◆ **WHAT THE TASK ASKS**: Extract everything from "Chidambaram, on the" down to "dealings with Washington." in the passage on Indian ministers' dealings with Washington, copied word for word.

On one occasion, an external affairs minister reversed his foreign secretary’s strict insistence on reciprocity and went to the PMO to make sure that a visiting US secretary of state will meet the prime minister after the Indian ambassador in Washington — who favoured such a meeting — cleverly let it be known to the minister that there is no hope of his meeting George W. Bush during his next visit to America if the secretary of state was confined to the external affairs minister during that trip and was not allowed access to the prime ministerial residence on 7 Race Course Road.
 
Chidambaram, on the other hand, was not obsessed, even for a minute, with being photographed with Barack Obama. But then Chidambaram is not Anand Sharma, Ghulam Nabi Azad or Jaipal Reddy, and it may be too much to assume that the way the home minister conducted himself last week was synonymous with the Indian political class having acquired maturity in its dealings with Washington.

◆ **DATA**:
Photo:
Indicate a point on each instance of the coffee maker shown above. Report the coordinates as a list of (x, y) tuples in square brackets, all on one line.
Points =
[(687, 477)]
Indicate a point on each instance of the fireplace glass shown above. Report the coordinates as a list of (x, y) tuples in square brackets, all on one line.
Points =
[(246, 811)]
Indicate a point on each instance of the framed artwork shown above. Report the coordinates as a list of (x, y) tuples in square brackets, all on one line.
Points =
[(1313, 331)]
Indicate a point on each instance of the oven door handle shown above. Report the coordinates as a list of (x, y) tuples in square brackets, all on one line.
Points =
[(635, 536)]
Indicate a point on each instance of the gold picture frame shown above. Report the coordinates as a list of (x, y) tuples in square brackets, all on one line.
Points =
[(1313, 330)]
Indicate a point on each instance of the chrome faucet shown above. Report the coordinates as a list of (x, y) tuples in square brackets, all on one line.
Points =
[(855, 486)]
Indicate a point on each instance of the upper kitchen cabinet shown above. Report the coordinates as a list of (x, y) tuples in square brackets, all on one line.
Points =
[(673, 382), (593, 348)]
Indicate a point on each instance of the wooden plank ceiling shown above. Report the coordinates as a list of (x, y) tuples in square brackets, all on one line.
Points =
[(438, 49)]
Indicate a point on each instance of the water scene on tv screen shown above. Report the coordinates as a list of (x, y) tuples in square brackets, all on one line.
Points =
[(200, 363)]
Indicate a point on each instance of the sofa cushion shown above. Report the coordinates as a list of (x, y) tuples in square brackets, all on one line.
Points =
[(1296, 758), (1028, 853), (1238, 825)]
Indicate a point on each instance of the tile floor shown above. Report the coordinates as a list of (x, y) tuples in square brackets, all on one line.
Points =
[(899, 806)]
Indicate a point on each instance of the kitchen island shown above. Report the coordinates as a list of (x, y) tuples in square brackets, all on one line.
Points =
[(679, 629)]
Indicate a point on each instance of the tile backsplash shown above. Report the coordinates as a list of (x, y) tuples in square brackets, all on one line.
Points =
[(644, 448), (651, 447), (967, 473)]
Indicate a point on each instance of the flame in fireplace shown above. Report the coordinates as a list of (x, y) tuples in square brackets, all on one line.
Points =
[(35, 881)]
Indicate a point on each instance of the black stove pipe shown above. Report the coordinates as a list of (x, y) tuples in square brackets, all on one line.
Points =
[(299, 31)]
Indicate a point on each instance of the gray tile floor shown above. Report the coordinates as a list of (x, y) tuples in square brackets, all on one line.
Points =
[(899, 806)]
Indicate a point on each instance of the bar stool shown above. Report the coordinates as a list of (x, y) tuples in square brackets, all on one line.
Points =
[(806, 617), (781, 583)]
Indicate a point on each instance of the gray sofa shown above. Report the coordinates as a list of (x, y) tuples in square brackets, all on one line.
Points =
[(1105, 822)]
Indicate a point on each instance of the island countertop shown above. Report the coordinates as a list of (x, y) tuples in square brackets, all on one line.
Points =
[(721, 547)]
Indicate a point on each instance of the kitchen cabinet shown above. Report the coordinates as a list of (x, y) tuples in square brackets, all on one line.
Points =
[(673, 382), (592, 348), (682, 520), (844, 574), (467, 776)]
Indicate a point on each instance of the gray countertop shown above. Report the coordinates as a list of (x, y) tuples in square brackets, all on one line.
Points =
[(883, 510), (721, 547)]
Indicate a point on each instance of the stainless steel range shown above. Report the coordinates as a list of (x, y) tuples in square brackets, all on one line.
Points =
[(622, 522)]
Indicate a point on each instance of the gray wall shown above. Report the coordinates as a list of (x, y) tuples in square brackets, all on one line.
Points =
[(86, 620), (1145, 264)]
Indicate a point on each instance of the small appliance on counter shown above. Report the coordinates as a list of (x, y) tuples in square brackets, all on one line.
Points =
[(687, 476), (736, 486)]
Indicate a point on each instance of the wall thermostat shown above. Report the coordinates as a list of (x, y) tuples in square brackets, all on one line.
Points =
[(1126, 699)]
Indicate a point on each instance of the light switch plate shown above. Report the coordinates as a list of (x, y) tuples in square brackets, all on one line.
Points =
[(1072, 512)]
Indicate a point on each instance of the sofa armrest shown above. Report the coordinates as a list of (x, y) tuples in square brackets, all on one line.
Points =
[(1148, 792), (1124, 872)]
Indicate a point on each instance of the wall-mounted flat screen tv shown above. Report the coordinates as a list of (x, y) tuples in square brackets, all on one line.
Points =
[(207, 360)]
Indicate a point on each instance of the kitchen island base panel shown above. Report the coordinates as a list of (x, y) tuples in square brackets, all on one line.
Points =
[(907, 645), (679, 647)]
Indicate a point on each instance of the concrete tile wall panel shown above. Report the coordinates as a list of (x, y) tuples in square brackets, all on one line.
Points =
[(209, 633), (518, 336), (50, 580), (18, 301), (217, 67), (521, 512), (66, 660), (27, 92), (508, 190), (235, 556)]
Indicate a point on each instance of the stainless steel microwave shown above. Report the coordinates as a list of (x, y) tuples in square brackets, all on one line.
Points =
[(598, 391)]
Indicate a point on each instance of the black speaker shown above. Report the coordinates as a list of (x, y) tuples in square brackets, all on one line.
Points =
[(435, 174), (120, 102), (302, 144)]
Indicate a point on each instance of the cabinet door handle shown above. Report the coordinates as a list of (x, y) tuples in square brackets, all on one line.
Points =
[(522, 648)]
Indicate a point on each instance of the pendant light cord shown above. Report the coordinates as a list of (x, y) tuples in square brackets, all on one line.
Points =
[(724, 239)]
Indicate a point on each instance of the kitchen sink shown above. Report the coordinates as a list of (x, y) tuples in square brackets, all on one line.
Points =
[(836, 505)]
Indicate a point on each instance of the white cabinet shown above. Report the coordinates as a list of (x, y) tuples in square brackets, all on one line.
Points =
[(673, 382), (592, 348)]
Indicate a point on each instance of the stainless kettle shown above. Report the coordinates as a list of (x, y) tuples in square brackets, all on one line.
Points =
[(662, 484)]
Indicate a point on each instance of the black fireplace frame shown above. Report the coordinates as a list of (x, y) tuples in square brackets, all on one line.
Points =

◆ **PROBLEM SOLUTION**:
Chidambaram, on the other hand, was not obsessed, even for a minute, with being photographed with Barack Obama. But then Chidambaram is not Anand Sharma, Ghulam Nabi Azad or Jaipal Reddy, and it may be too much to assume that the way the home minister conducted himself last week was synonymous with the Indian political class having acquired maturity in its dealings with Washington.